Task set »
a: Revise the passage on rereading between "Rereading is something" and "about Darcy’s intentions.", inclusive, changing "Lizzy" to "Elizabeth".
b: Please carry on the passage on rereading from its final sentence.

Given text »
A lot of books, like Nabokov’s, also say what’s going to happen right away before circling back to begin the story. Lolita starts at the end. Humbert says that Lolita will die in the first few pages. James Baldwin’s Giovanni’s Room does the same thing with Giovanni’s death in the first chapter. The whole novel practically skips the middle of David and Giovanni’s story by focusing instead on how the two men meet and separate. Nonlinear plotlines play with readers’ curiosity. Many stories, like these two, also use the traditional romance genre plot by using various, often erotic and romantic, triangles. It’s expected that one person will struggle between two people or two selves, and the one you kind of think they’ll go for is the one they’ll end up with. In these ways, it doesn’t matter if you’ve read the book already or not -- everyone starts out knowing the ending.

Rereading is something that is also found right in the literature itself. A professor of mine once pointed out that Lizzy rereads Darcy’s letter many times in Jane Austen’s Pride and Prejudice as if to encourage you to keep rereading, too. She reads “with somewhat clearer attention” the second time. Then, after promising to never read it again, “in half a minute the letter was unfolded again.” Her experience rereading this letter changes her, and her various readings of the letter inform her (mis)understandings about Darcy’s intentions.

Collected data

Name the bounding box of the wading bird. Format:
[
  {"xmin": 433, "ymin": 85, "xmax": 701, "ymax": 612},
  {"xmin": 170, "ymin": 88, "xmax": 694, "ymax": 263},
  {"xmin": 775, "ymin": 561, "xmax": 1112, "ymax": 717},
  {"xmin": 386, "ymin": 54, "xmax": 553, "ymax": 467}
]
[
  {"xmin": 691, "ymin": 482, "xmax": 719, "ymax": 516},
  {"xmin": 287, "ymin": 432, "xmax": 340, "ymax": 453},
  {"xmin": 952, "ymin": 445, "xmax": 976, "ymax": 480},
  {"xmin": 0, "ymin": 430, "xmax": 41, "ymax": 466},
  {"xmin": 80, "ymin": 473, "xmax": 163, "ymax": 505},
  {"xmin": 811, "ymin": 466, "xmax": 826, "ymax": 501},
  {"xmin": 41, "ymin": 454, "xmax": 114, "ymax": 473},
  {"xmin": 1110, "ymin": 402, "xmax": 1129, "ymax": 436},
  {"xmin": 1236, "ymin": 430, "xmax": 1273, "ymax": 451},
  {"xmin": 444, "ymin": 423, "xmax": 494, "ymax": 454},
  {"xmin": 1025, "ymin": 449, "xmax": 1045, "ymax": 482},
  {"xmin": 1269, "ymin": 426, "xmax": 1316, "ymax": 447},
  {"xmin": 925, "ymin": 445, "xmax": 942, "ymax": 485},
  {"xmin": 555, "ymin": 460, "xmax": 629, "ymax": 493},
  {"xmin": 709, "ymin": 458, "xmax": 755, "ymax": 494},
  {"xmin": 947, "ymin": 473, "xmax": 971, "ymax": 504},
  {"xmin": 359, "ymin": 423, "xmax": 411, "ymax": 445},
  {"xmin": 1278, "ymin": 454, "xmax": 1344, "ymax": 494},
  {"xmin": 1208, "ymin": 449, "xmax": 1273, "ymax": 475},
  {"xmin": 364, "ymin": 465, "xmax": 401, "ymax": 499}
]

Numbered responses »
a:
Rereading is something that is also found right in the literature itself. A professor of mine once pointed out that Elizabeth rereads Darcy’s letter many times in Jane Austen’s Pride and Prejudice as if to encourage you to keep rereading, too. She reads “with somewhat clearer attention” the second time. Then, after promising to never read it again, “in half a minute the letter was unfolded again.” Her experience rereading this letter changes her, and her various readings of the letter inform her (mis)understandings about Darcy’s intentions.

b:
Her reading process is even separated from the letter by a chapter break, forcing you, the reader of the novel, to read on and, out of curiosity, probably go back to reread the letter as well to see why she couldn’t stop reading it. Similarly, the narrator of Baldwin’s short story “Sonny’s Blues” simply must reread the newspaper story that details his brother’s imprisonment. Right in the beginning of the story, Baldwin writes, “I read it, and I couldn’t believe it, and I read it again.” These instances of rereading within the texts themselves treat their own nuance to their situations as a part of the character’s growth.

The value and presence of rereading isn’t limited to fiction. Right now, I’m teaching a course on nonfiction, and after reading students’ paper drafts, I decided to replace a reading on the syllabus with the essay they chose to analyze for their paper. One problem I noticed was that they were having trouble paraphrasing accurately. I told them in class that although I’m sure some people will not want to do it, rereading the essay will help them revise their papers.

During the next class meeting, students said that the essays were much easier to understand because they had a summary in mind. Others said that it helped to reread because when they originally read the essay, they didn’t know that it would be the one they’d write on, so their objectives were different. Originally, they were reading to come into class ready to talk about it; this time, they were reading for ideas. One student said that they wished they had reread the essay before they even started the paper, because they noticed that they didn’t really get what it was about the first time around.

When students shy away from returning to a text, no matter the discipline, they are choosing to trust their untrustworthy memories for details and facts. Whether it’s in an effort to save time or a lack of interest, a refusal to reread is a refusal to reconsider and complicate their original ideas.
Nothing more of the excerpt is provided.